Aim of the task => Switch "draw a box around it" to "outline it with a box" in the stretch of material from the line containing "Is there any cardboard" through the line containing "242 115 279 191", leaving everything else unchanged. Return only those lines, without the pictures.

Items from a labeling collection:
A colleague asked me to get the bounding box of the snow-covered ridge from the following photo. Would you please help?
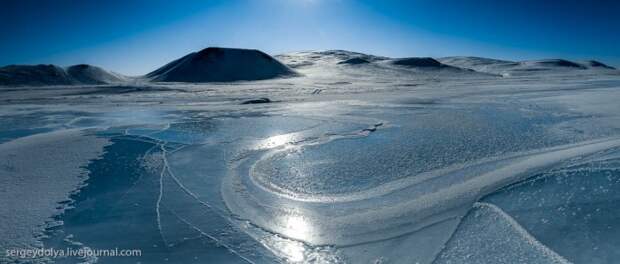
[0,47,618,86]
[0,64,126,86]
[146,48,296,82]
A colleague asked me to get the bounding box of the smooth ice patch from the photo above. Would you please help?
[0,130,109,262]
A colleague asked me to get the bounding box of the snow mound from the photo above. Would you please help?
[0,64,73,86]
[146,47,296,82]
[66,64,123,84]
[338,57,370,65]
[0,64,124,86]
[391,57,450,68]
[437,56,519,72]
[584,60,616,70]
[520,59,586,69]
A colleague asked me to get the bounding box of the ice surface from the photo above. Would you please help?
[0,50,620,263]
[433,203,570,264]
[0,130,109,262]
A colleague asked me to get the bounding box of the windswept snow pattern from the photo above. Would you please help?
[0,50,620,264]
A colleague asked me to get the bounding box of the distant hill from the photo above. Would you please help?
[438,56,615,75]
[146,48,297,82]
[0,64,124,86]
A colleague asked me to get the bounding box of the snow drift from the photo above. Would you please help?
[0,64,124,86]
[146,47,296,82]
[67,64,124,84]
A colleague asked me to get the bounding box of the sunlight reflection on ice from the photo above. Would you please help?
[255,133,300,149]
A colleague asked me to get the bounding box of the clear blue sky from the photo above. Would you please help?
[0,0,620,75]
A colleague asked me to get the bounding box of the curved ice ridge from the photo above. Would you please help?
[222,138,620,245]
[433,202,571,264]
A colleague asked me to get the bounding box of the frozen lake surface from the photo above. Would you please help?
[0,50,620,263]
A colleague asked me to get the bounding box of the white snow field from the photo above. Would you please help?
[0,48,620,264]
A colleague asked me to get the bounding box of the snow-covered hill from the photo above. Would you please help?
[0,64,126,86]
[146,47,296,82]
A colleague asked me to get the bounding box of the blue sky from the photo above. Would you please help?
[0,0,620,75]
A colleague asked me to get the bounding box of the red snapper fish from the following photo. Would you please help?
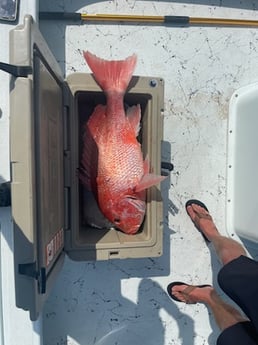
[80,51,164,234]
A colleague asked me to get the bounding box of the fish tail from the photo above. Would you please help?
[83,51,137,93]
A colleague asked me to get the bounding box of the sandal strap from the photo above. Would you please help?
[181,285,197,304]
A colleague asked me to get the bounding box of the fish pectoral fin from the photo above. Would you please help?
[126,104,141,137]
[143,156,150,175]
[135,174,167,192]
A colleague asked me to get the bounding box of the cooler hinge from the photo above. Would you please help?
[18,262,47,294]
[0,62,32,78]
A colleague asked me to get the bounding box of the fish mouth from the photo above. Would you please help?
[127,195,146,212]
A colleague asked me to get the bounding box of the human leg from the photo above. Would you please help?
[186,201,246,265]
[168,284,248,331]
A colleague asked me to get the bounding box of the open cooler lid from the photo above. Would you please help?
[10,16,64,320]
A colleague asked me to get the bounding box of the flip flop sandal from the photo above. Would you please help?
[167,282,211,304]
[185,199,211,243]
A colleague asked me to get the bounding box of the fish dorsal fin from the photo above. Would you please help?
[83,51,137,93]
[126,104,141,137]
[135,173,167,192]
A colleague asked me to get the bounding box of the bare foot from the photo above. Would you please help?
[171,284,214,304]
[186,203,219,241]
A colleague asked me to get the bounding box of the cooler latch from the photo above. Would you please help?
[18,262,47,294]
[0,62,32,78]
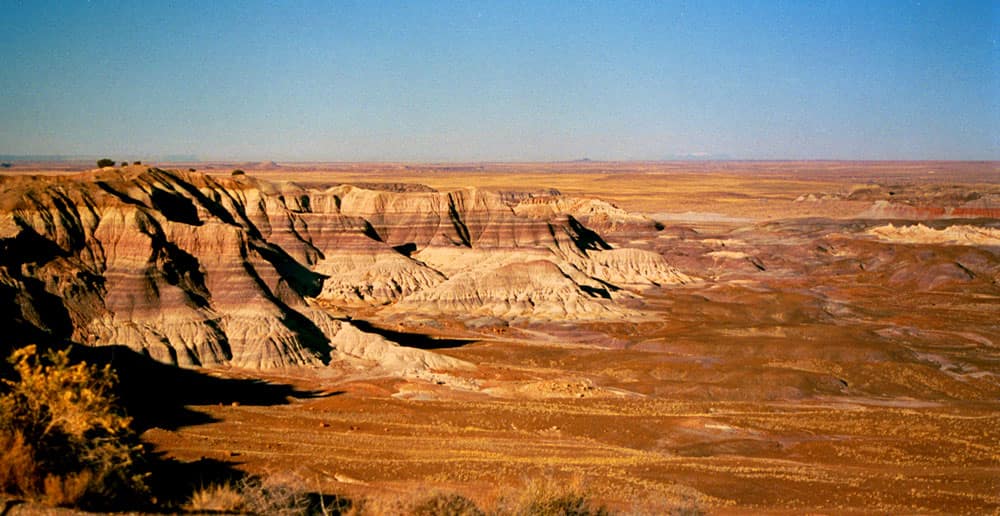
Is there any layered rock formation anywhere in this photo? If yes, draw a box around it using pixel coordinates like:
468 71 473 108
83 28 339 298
0 167 690 368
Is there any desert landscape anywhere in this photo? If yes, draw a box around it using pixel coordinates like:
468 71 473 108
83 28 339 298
0 160 1000 514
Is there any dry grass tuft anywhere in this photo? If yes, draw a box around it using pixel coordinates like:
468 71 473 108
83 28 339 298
0 346 147 509
185 484 245 513
410 493 486 516
495 478 611 516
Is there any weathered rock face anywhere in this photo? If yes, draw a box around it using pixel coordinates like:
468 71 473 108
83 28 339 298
0 167 690 368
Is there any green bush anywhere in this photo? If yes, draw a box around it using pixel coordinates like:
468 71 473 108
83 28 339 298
0 346 147 509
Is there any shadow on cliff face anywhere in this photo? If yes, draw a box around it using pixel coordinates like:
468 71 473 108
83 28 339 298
71 346 340 432
350 319 476 350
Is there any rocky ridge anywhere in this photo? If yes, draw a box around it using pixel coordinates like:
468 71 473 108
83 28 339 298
0 166 692 370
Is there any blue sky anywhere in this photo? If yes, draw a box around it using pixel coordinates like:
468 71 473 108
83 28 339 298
0 0 1000 161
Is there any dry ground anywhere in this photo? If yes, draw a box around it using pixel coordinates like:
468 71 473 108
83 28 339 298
7 162 1000 514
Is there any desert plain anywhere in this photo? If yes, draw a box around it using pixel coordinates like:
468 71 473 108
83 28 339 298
0 161 1000 514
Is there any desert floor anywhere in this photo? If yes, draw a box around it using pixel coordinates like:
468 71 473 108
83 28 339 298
9 162 1000 514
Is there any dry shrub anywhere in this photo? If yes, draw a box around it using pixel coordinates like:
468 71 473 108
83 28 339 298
0 432 37 493
186 484 245 513
0 346 147 509
495 478 610 516
239 475 311 516
43 470 93 507
410 493 486 516
186 476 312 516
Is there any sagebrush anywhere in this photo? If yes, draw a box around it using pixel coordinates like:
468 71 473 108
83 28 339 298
0 346 148 509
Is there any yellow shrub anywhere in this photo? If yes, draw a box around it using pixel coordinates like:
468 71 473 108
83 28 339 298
0 346 145 508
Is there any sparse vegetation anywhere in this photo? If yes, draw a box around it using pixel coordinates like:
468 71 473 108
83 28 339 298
410 493 486 516
186 476 314 516
495 479 611 516
0 346 147 509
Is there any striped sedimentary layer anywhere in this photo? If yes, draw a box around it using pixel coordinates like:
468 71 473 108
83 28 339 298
0 167 690 368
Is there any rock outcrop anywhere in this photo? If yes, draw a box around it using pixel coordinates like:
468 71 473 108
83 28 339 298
0 166 691 368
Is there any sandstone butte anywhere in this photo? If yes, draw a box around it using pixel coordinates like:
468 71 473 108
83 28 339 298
0 166 695 373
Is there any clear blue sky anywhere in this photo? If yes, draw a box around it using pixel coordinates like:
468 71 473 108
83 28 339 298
0 0 1000 161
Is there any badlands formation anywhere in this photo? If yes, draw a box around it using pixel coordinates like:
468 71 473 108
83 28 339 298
0 162 1000 513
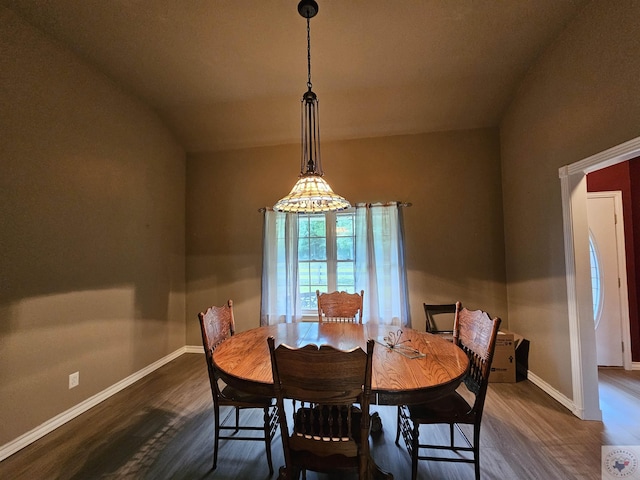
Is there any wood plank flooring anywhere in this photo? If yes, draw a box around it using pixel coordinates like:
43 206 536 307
0 354 640 480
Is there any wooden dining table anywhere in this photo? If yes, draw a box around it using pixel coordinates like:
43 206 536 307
213 322 469 405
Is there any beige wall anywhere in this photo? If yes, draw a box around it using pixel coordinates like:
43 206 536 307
0 7 185 445
500 1 640 398
187 129 507 345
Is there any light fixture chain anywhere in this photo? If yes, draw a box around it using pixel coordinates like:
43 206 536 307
307 17 311 90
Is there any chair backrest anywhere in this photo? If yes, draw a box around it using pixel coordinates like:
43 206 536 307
198 300 235 403
268 337 374 468
316 290 364 323
453 308 501 418
423 302 462 334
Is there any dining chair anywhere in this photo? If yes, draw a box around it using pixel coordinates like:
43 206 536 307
267 337 393 480
316 290 364 323
396 308 500 480
198 300 278 475
423 302 462 341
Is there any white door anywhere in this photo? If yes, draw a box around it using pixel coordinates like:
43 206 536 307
587 192 630 368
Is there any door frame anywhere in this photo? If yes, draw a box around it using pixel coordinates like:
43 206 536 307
587 190 631 370
558 137 640 420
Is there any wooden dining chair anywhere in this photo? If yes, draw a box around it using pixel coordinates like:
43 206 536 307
198 300 278 475
396 308 500 480
423 302 462 341
316 290 364 323
267 337 393 480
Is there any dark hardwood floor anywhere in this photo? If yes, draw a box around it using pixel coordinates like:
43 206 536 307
0 354 640 480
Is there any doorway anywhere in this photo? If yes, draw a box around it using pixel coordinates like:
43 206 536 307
587 191 631 370
558 137 640 420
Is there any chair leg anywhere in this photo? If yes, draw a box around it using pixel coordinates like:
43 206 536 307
264 407 273 475
449 423 456 450
473 425 480 480
211 404 220 470
411 423 420 480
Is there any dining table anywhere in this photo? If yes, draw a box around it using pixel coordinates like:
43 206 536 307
213 322 469 405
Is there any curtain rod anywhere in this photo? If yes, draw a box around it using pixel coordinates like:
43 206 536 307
258 202 413 213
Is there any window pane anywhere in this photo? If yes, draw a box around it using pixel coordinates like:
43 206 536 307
309 215 327 237
309 262 327 285
336 213 355 237
336 262 356 293
298 215 309 237
310 237 327 260
298 262 311 284
298 237 311 260
336 237 356 260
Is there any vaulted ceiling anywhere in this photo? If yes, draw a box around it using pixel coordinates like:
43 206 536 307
0 0 586 152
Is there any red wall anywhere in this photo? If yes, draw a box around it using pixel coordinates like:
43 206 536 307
587 157 640 362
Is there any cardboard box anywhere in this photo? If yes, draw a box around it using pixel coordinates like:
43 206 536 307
489 330 523 383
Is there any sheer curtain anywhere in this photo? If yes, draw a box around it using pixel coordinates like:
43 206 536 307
260 209 302 325
261 202 411 326
356 202 411 326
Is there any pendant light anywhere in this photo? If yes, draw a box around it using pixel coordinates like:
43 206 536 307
273 0 351 213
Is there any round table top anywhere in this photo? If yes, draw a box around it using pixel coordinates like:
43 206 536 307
213 322 469 405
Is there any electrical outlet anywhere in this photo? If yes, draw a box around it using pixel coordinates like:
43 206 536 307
69 372 80 390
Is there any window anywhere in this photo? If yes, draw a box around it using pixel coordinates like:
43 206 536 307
260 203 409 326
589 232 602 328
298 212 356 314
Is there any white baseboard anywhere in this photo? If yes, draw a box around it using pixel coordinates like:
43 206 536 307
0 346 190 462
184 345 204 354
527 370 582 418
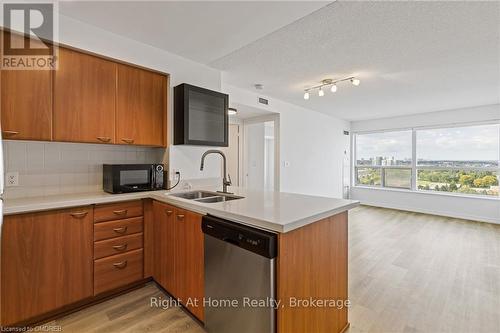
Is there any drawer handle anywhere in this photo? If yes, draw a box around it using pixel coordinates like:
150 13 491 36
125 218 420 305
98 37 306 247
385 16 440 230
113 244 128 251
113 227 127 234
3 131 19 136
97 136 111 142
69 212 89 219
113 260 127 269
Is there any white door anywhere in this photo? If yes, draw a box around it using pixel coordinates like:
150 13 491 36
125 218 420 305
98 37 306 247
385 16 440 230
222 124 240 186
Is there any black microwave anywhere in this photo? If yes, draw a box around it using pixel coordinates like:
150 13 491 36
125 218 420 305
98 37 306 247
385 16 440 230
102 164 166 193
174 83 229 147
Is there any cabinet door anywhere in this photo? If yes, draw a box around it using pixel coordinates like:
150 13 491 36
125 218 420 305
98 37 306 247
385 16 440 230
1 206 93 325
116 64 168 146
0 34 52 141
54 48 116 143
153 201 179 297
176 209 205 320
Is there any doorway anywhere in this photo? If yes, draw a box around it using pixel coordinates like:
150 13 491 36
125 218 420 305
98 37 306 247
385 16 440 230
242 115 279 191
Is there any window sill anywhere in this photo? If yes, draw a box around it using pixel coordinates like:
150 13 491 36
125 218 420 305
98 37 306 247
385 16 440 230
352 185 500 201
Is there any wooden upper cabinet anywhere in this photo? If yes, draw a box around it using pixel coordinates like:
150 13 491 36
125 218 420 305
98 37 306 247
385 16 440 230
116 64 168 147
1 206 93 325
0 35 52 141
54 48 116 143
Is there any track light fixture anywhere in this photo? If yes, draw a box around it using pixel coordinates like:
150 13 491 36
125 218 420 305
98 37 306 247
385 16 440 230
304 76 361 100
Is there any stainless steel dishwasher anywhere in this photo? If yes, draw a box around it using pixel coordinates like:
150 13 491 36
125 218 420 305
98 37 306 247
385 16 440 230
202 215 277 333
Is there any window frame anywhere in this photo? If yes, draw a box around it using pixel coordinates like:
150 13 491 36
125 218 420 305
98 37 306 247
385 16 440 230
351 119 500 200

Answer for the task =>
Is there any cardboard box anywhere in this photo? If yes, outline it with a box using pixel coordinates like:
43 206 536 307
489 330 523 383
Is there any sheer curtain anywhere in this photo? If yes, outline it with a box using pixel coordinates like:
43 206 536 307
260 209 302 325
261 202 411 326
356 202 411 326
Is there any pendant light anywhere in this photo? If yes, outline it with a box using pixel coordinates like:
43 206 536 307
273 0 351 213
Is there any round table top anywhere in this photo? If yes, outline it with a box using pixel coordinates like:
43 206 536 307
213 322 469 405
Is there any electrical outlet anywhere in this photo? If yes, outline it with a box using pixel coordinates like:
43 206 536 307
69 372 80 390
Is there any window anywhere in this photo? If yes, outline it with a box using pixel coordinates like:
43 206 536 307
260 203 409 326
589 232 602 328
298 212 356 314
Is there any white baseboard anywhere in this photo? If yes, outline it with a box using pixel coordinates like:
43 206 536 307
0 346 190 462
184 345 204 354
527 370 582 418
Is there any drawer handle anywhere in this photo? If yes, outline it with a box using pixel coordinates like:
150 13 491 36
125 218 420 305
98 37 306 247
385 16 440 230
113 244 128 251
113 227 127 234
3 131 19 136
97 136 111 142
69 212 89 219
113 260 127 269
Is there any white door anywhere in this photo? If yes, outline it with a box using pixel coordinates like:
150 13 491 36
125 218 420 305
98 37 306 247
385 16 440 230
222 124 240 186
Is there any black microwave anywhere in this photo? If yes, outline it with a box using pixel coordinates like:
150 13 491 36
125 218 420 305
98 37 306 247
385 16 440 230
102 164 166 193
174 83 229 147
Is there any cabinet door anywhere in this photo? If yes, outline it with a box using pixel coordinates like:
150 13 491 36
125 218 420 305
98 37 306 247
385 16 440 230
1 206 93 325
116 64 168 146
0 34 52 141
54 48 116 143
153 201 179 297
176 209 205 320
Is there any doorway anywhere in this photo? If yes, outline it with a box using pixel coordinates like:
150 13 491 36
125 218 420 305
98 37 306 247
385 16 440 230
242 115 279 191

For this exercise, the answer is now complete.